▸ TEXT TO READ:
════
FWMARK is internal kernel mark Linux
box can put to network packets. It exists while packet is inside the
box. You can put such marks by Iptables. You can use those in
iptables
and ip rule
commands.
One of criteria upon which Iptables can
put a mark is user group which run a local process. You can look for
a syntax and options by running:
iptables
-m owner --help
You will get long help listing and in
the end of it:
owner
match options:
[!]
--uid-owner userid[-userid] Match local UID
[!]
--gid-owner groupid[-groupid] Match local GID
[!]
--socket-exists Match if socket exists
Those are possible options we can use
in Iptables.
Now we can master the whole
construction.
a) Add new user groups. I prefer to use
the same group numbers as we have for routing tables.
groupadd
-g 252 tinc_I1
groupadd
-g 251 tinc_I2
b) Add iptables rule to assign FWMARK
for processes run by new user groups.
iptables
-t mangle -A OUTPUT -m owner --gid-owner 252 -j MARK --set-mark 252
iptables
-t mangle -A OUTPUT -m owner --gid-owner 251 -j MARK --set-mark 251
to make things easier, I suggest to
have the same mark numbers, as we used while adding new groups.
c) Add 'ip
rule's for each group to direct it's traffic to the
proper routing table. This will be done by looking to FWMARKs
assigned by Iptables.
ip
rule add fwmark 252 prio $r_prio table tinc_I1
ip
rule add fwmark 251 prio $r_prio table tinc_I2
d) Run 'ping' commands under different
user groups.
For this we should use sudo
command. To install it under Debian, run: apt-get
install sudo. Now to make it easier to work with sudo
modify /etc/sudoers
file. Comment string where you have: root
ALL=(ALL) ALL. Put instead of it: root
ALL=(ALL:ALL) ALL. So, you should get:
#
root ALL=(ALL) ALL
root
ALL=(ALL:ALL) ALL
Now we can run our 'ping' commands:
sudo
-g#252 /usr/bin/oping -D eth0 10.0.3.1 10.0.3.2
sudo
-g#251 /usr/bin/oping -D eth1 10.0.3.1
or the same but another way:
sudo
-gtinc_I1 /usr/bin/oping -D eth0 10.0.3.1 10.0.3.2
sudo
-gtinc_I2 /usr/bin/oping -D eth1 10.0.3.1
-D option tells 'oping'
to bind to a specific interface.
════
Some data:

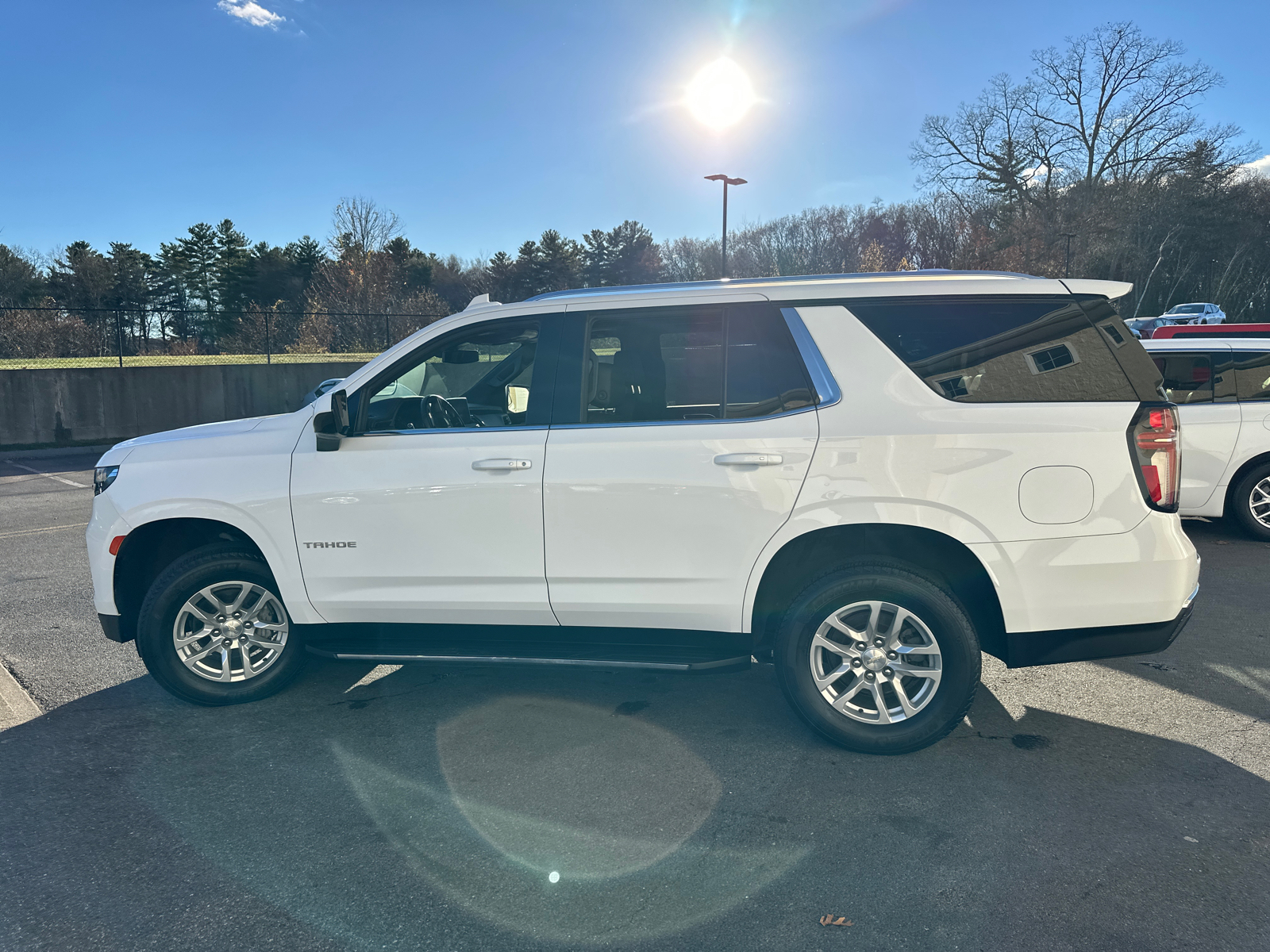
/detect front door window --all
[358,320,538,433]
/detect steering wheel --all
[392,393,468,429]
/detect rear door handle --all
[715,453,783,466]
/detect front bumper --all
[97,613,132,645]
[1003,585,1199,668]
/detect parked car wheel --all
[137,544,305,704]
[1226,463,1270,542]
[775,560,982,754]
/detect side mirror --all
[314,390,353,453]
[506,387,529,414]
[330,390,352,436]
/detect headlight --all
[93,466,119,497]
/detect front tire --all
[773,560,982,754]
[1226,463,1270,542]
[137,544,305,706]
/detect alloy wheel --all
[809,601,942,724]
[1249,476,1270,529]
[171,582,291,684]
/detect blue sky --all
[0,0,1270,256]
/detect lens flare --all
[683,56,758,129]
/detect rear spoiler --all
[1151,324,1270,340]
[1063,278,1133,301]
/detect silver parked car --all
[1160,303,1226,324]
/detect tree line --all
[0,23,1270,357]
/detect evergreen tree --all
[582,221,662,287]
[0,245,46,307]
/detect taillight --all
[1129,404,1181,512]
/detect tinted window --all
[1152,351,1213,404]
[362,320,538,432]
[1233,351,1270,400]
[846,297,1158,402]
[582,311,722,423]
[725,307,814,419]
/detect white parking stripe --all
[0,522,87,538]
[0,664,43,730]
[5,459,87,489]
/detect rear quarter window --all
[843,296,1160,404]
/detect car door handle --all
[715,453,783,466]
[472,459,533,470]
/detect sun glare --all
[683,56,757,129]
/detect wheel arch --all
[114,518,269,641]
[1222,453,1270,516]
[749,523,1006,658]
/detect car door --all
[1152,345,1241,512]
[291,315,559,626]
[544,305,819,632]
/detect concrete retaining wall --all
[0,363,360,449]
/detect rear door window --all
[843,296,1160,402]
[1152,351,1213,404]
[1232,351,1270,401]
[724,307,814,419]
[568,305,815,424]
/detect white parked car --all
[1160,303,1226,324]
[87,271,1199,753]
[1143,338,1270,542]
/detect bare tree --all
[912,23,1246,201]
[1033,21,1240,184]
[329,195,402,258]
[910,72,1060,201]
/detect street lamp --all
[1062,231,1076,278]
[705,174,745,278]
════
▸ EXERCISE PROMPT:
In the text on FWMARK, what does the -D option tell oping to do?

▸ FINAL RESULT:
It tells oping to bind to a specific interface.